• **DO THIS**:
Copy out the lines of the listing below, beginning with the line that contains "the shirt collar." and continuing through the end of the listing. Leave the pictures out of your answer.

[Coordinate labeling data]
══════════

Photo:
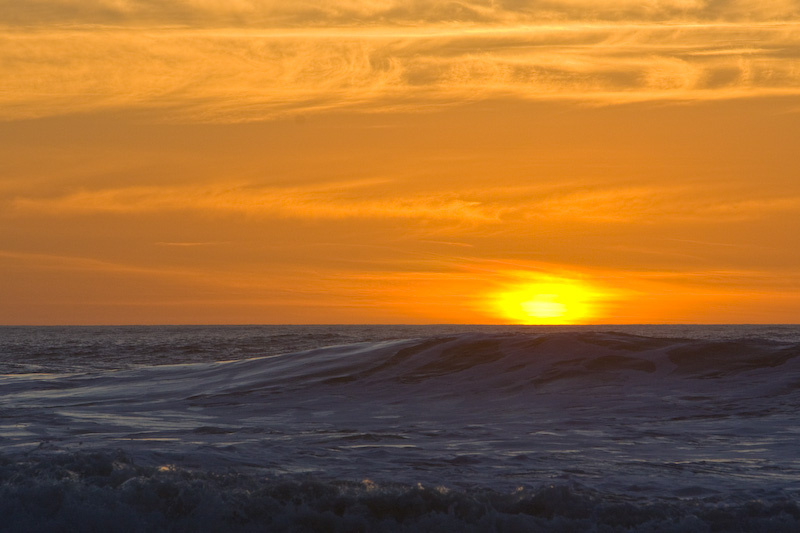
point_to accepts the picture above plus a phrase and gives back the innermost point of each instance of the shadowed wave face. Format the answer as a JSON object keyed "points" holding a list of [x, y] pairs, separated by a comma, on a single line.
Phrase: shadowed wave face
{"points": [[569, 429]]}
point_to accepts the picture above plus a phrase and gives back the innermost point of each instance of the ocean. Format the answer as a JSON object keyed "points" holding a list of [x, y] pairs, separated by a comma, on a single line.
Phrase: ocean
{"points": [[400, 428]]}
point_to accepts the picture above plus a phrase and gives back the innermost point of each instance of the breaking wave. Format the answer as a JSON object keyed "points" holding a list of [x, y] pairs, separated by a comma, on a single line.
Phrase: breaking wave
{"points": [[565, 431], [107, 492]]}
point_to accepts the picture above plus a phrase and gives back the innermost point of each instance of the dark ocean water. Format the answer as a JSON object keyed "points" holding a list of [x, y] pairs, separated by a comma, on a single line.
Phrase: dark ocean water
{"points": [[400, 428]]}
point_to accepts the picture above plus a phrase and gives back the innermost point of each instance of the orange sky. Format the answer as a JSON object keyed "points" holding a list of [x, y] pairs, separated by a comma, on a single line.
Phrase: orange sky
{"points": [[382, 161]]}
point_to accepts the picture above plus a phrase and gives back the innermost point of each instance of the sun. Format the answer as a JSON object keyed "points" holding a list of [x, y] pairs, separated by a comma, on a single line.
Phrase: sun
{"points": [[558, 301]]}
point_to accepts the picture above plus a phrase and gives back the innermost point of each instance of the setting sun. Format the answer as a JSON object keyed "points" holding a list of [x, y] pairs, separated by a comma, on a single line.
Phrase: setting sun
{"points": [[560, 301]]}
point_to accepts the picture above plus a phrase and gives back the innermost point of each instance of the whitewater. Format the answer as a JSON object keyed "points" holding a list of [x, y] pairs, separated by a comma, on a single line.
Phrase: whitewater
{"points": [[400, 428]]}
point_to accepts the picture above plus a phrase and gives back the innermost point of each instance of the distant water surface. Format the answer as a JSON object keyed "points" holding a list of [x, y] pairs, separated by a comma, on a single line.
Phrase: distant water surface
{"points": [[407, 428]]}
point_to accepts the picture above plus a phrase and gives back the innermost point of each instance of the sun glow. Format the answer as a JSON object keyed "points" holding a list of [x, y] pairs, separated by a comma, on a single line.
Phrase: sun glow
{"points": [[556, 301]]}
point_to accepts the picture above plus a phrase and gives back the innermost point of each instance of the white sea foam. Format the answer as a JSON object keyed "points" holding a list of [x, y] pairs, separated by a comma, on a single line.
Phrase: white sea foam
{"points": [[518, 429]]}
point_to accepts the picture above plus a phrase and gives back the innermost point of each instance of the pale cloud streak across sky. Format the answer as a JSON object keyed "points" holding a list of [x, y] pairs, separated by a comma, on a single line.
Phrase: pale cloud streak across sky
{"points": [[392, 160], [384, 56]]}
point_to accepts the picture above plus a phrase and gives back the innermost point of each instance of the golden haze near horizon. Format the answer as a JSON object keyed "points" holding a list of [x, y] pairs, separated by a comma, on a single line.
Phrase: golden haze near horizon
{"points": [[387, 161]]}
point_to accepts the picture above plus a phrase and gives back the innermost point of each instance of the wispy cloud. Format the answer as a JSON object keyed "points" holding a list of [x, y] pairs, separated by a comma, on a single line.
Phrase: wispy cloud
{"points": [[505, 207], [247, 74], [314, 202]]}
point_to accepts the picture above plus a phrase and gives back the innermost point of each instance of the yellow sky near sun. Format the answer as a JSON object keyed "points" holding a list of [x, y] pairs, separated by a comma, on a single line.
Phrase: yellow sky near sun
{"points": [[353, 161]]}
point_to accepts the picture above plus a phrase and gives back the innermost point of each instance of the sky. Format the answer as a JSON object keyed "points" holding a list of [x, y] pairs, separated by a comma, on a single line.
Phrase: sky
{"points": [[388, 161]]}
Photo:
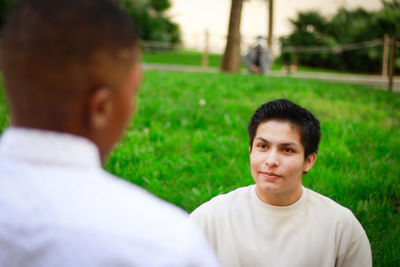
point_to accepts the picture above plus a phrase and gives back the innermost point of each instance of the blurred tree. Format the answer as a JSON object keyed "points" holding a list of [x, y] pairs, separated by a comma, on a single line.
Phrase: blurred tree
{"points": [[148, 15], [231, 58], [152, 23], [5, 6], [346, 27]]}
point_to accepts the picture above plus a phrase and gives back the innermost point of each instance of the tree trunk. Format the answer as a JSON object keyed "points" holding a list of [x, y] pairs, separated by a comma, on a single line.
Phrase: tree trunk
{"points": [[231, 59]]}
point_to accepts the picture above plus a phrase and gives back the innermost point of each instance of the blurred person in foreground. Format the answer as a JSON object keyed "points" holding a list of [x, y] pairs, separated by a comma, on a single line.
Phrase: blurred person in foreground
{"points": [[257, 60], [277, 221], [71, 71]]}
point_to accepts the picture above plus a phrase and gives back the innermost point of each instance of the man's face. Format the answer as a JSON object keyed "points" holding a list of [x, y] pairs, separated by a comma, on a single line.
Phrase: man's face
{"points": [[277, 162]]}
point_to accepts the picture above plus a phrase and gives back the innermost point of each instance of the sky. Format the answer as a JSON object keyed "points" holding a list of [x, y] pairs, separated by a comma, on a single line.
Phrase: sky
{"points": [[197, 16]]}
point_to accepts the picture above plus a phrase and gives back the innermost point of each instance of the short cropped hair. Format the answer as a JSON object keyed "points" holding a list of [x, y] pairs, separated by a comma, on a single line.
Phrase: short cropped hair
{"points": [[285, 110], [65, 47]]}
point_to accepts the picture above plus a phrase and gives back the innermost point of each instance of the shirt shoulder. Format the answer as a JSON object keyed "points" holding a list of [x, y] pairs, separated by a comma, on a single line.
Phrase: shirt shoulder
{"points": [[335, 215], [221, 204]]}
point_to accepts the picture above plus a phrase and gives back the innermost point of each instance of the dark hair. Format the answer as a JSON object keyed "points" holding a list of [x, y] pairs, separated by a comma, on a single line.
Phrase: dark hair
{"points": [[285, 110], [65, 47]]}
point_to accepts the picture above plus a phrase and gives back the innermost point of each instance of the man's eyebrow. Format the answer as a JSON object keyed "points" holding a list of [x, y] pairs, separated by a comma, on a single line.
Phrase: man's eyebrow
{"points": [[289, 144], [262, 139]]}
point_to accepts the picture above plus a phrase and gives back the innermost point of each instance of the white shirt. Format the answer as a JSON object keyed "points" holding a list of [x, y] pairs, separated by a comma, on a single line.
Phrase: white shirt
{"points": [[314, 231], [58, 207]]}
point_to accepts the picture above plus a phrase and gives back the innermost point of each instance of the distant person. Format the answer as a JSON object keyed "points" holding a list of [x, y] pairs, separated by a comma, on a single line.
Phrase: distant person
{"points": [[277, 221], [71, 71], [257, 60]]}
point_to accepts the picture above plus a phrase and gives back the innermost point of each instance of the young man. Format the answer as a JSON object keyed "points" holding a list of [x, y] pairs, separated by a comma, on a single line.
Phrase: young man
{"points": [[277, 221], [71, 71]]}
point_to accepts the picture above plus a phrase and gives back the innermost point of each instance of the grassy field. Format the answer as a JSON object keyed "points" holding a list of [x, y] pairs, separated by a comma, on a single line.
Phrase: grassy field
{"points": [[188, 143]]}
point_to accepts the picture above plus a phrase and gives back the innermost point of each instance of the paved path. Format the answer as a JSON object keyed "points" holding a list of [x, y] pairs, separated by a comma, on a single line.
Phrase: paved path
{"points": [[374, 81]]}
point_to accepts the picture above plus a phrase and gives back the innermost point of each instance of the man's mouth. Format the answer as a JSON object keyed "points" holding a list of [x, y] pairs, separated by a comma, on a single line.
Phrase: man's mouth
{"points": [[270, 175]]}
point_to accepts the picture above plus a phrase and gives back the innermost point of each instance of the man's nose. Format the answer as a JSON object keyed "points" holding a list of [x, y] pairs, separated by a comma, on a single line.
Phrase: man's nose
{"points": [[272, 158]]}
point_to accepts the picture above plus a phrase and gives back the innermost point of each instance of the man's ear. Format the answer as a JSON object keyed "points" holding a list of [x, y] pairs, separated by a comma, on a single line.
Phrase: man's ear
{"points": [[100, 108], [309, 162]]}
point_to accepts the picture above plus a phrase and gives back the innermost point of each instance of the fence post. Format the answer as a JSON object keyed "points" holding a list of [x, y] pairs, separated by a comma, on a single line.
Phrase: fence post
{"points": [[391, 63], [385, 55], [204, 60]]}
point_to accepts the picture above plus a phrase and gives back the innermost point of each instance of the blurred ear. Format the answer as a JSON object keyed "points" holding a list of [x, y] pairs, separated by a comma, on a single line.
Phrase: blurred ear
{"points": [[100, 108], [309, 162]]}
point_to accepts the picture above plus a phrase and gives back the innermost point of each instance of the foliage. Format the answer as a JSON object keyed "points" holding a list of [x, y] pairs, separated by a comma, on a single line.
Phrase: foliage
{"points": [[152, 23], [148, 15], [346, 27], [5, 6]]}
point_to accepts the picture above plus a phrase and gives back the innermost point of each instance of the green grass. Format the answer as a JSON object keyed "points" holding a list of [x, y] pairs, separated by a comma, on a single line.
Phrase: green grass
{"points": [[186, 153]]}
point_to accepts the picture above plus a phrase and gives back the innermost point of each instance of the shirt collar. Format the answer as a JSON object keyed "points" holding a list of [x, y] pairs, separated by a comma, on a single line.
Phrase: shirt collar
{"points": [[47, 147]]}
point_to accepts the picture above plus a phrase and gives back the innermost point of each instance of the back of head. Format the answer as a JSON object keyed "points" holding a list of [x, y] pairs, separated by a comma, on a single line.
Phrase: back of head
{"points": [[54, 52], [285, 110]]}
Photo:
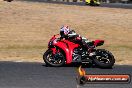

══════════

• **EXERCISE RESULT**:
point_to accepts the picture above plus a phrase and gives back the innermost point of each instance of the shirt collar. Format the answer as a JSON object keyed "points" holding a list of [x, y] pairs, separated by a comma, on a single line.
Phrase: shirt collar
{"points": [[47, 147]]}
point_to accepts the picture above plus a phrase and gives back the innermost point of each instance of the back of head. Format the answer as a JSON object keyed "points" holding a list of [x, y] pairs, separated by a comma, on a single line.
Phrase: back of head
{"points": [[54, 52], [285, 110]]}
Photo:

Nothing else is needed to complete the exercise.